→ REQUIRED ACTIONS
• a. According to the heavy fuel oil preparation text, how many settling tanks are normally fitted, and what capacity do they have?
• b. List every impurity that the heavy fuel oil preparation text says the preparation process is meant to remove.
• c. Carry the heavy fuel oil preparation text forward from its last sentence.

→ SUPPLIED TEXT

>> begin

Preparation Of Heavy Fuel Oil:

  • Present Days Modern Marine Diesel Engines Are Run Continuosly On Heavy Fuel Oil Only
  • The Main Purpose / Object Of Preparing The Heavy Fuel Oil For Use In Two Stroke Diesel And Four Stroke  Engine Is To Remove The Impurities Like Water, Sludge, Catfines. Also To Heat The Fuel To  Get The Correct Injection Viscosity As Recommended By Engine Manufacturer.
Preparation:
  • After Receipt On Board Fuel Oil Is Stored In Bunker Tanks. In These Storage Tanks Fuel Is Heated To Just The Required temp To Keep It Pumpable.
  • The Fuel Is Transferred From The Storage Tanks To The Settling Tank By Using A Transfer Pump. The Settling Tanks Are Normally Two In Number Having Capacity Of  24 Hours Use.
  • In The Settling Tank Fuel Is Further Heated And Retained For As Long As Possible. In The Settling Tank Some Of The Heavier Solid Impurities And Water Get Separated By Gravity And Collect At The Bottom Of Tank. These Have To Drained Out Regularly.

>> end

→ RECORDS SUPPLIED

>> begin

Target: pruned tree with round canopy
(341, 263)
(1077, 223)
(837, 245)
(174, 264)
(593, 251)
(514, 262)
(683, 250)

>> end

→ RESPONSES PER TASK
• a. They are normally two in number, with a capacity of 24 hours' use.

• b. Water, sludge, catfines

• c.
  • Heavy Fuel Oil Is Then Purified Further By Centrifuges. Centrifuges I.E., Purifiers And Clarifier Are Connected In Series. In Centrifuges The Impurities Such As Solid, Liquid And Sludge Are Removed Completely.
  • In case Of Alfa Laval Purifiers Then By Using Alcap System  The Oil Is Clarified And At Same Time Separated Water Is Removed From Bowl.
  • Purified Oil Is Then Pumped To The Daily Service Tanks. From Daily Service Tank Oil Flows Through A Three Way Valve To A Mixing Tank. 
  • A Flow Meter Is Fitted In The System To Indicate The Fuel Consumption.
  • A Mixing Tank Installed In Fuel Oil System Of Engine, Is Designed To Operate On Heavy Fuel Oil. The Purpose Is To Produce A Gradual Variation Of Fuel Quantity During Transition Period From Diesel Oil To Heavy Oil Or Vice Versa. The Supply Oil Changes In Viscosity And Temp., Progressively With This System. Mixing Tanks Has Proved To Be Useful For De gasification And Entrainment Of Air From The System. Mixing Tank Can Also Be Used As A Metering Tank. This Is Used To Collect Recirculated Oil And Also Acts As A Buffer Tank As It Will Supply Fuel Oil When Daily Service Tank Is Empty.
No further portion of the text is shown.